Point localization data.

-------

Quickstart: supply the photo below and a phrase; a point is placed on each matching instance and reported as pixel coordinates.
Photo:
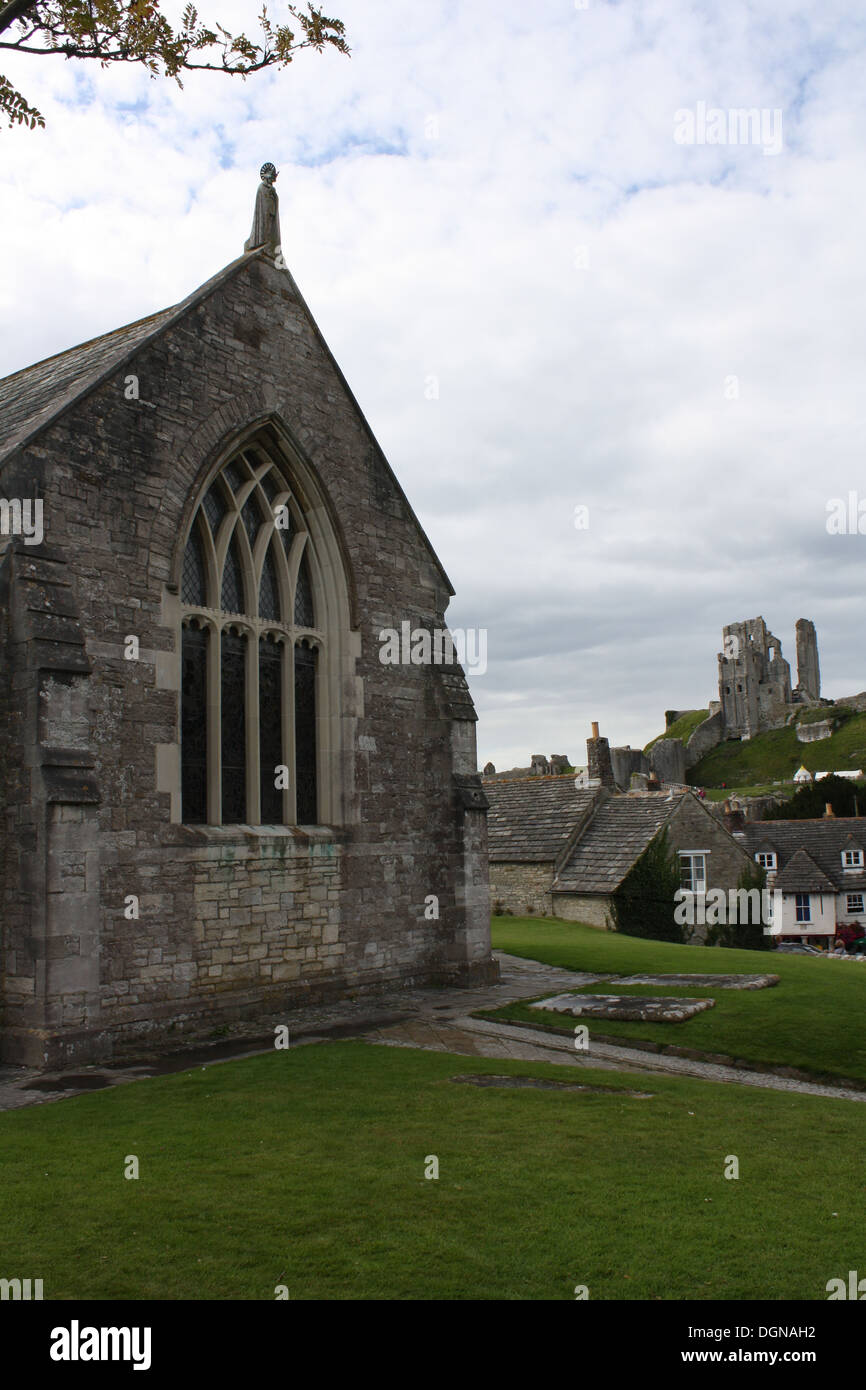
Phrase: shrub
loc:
(644, 902)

-------

Work request.
Output every entry verbatim. Pictures do not belong in the copy.

Answer to this task.
Quickstart: supply the photo below and a phrase; a point is placed on each matching instance and reported as pixel coordinates.
Photo:
Phrase: shrub
loc:
(644, 902)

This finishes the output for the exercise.